Retype the records that come next, word for word.

[Excerpt from a dataset]
=-=-=
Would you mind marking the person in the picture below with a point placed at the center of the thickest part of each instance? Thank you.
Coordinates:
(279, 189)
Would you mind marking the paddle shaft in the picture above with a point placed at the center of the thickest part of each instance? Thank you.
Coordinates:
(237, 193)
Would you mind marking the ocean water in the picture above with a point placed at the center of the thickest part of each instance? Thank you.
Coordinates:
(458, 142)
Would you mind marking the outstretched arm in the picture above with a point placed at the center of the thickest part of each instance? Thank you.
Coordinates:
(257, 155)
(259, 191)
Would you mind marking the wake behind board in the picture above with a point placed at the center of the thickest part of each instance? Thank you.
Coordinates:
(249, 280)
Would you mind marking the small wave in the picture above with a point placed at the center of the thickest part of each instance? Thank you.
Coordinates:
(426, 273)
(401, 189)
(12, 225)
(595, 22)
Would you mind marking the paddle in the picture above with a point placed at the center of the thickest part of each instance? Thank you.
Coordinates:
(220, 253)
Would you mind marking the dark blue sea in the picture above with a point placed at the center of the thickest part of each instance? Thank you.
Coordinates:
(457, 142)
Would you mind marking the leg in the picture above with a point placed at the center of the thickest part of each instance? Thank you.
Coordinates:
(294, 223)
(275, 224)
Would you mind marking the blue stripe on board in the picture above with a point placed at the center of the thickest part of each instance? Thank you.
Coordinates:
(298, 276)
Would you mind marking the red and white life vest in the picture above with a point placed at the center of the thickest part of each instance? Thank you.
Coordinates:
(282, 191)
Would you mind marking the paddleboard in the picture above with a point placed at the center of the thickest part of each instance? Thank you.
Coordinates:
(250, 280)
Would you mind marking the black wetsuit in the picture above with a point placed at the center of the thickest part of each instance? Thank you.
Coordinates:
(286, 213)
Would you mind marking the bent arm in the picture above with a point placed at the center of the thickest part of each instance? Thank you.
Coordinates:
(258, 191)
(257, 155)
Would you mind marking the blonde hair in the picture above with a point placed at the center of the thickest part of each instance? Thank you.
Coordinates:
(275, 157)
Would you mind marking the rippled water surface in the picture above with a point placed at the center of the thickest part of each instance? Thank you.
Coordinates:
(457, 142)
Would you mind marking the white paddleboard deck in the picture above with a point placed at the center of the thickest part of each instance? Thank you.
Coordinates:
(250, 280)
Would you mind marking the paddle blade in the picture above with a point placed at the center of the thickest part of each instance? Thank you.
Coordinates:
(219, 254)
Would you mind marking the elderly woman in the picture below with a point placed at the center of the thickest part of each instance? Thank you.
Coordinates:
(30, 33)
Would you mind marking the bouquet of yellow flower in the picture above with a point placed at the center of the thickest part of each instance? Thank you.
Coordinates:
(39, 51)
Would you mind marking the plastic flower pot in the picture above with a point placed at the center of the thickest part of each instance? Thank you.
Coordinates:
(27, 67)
=-=-=
(Exercise response):
Would you mind marking the person in the picture below with a point placed at the center of the thickest part of each instance? Thank you.
Coordinates:
(279, 189)
Would you mind marking the paddle shaft in the picture above with a point placed at the center of the thickest part of each instance? Thank you.
Coordinates:
(237, 193)
Would you mind marking the ocean water in the picture above with a point placed at the center of the thickest part of each instance? Thank you.
Coordinates:
(458, 142)
Would you mind marking the outstretched arm in the picture above with a point placed at the center of the thickest part of each instance? Thank you.
Coordinates:
(257, 155)
(259, 191)
Would you mind marking the wake behind board in the picture above with a point placed at the center of the thickest part of each instance? Thank you.
Coordinates:
(249, 280)
Would you mind marking the small wave in the picture above with a point placed at the center of the thickest part of each instance? Thank you.
Coordinates:
(426, 273)
(401, 189)
(12, 225)
(595, 22)
Would you mind marking the paddle in the picture above with a point placed at the center of the thickest part of each instance? Thank you.
Coordinates:
(220, 253)
Would you mind marking the dark blue sea in the picture above with a point placed at the center of the thickest part of each instance? Thank you.
Coordinates:
(457, 142)
Would you mind marking the leg in the picture above with a point placed at the center of the thickest part of each instance? Thank you.
Coordinates:
(294, 223)
(275, 224)
Would you mind marking the blue stripe on board in the picture above with a point placed at the center of the thickest part of each instance? Thank you.
Coordinates:
(298, 276)
Would you mind marking the red and white life vest in the picture above with a point placed at the center of the thickest part of each instance? Thank you.
Coordinates:
(282, 191)
Would you mind marking the paddleboard in the picture above with a point placed at the center of the thickest part of each instance? Thank you.
Coordinates:
(250, 280)
Would you mind marking the black wetsuit in the picture above with a point placed at the center of the thickest part of each instance? Thank you.
Coordinates:
(286, 213)
Would you mind marking the bent arm in the picture above with a point placed at the center of the thickest part of each instance? Thank you.
Coordinates:
(258, 191)
(257, 155)
Would you mind marking the blonde hair in the picture above with a point placed at the center of the thickest part of each instance? Thank you.
Coordinates:
(275, 157)
Would you mind marking the rippled water surface in the picture above with a point placed at the center of the thickest part of each instance? Thank you.
Coordinates:
(457, 142)
Would you mind marking the white paddleboard deck in the picture above with a point placed at the center of the thickest part of each instance? Thank you.
Coordinates:
(250, 280)
Would you mind marking the paddle blade in the picture above with a point placed at the center of the thickest part of each instance? Thank you.
Coordinates:
(219, 254)
Would you mind marking the elderly woman in the picture below with a point placed at the center of the thickest part of each instance? Thank you.
Coordinates:
(30, 33)
Would you mind marking the bouquet of yellow flower in the picture above with a point placed at the center of the thickest part of each instance? Thank you.
Coordinates:
(39, 51)
Would you mind marking the plastic flower pot in the picture above with a point placed at the center of the thickest part of each instance? Thank you.
Coordinates:
(27, 67)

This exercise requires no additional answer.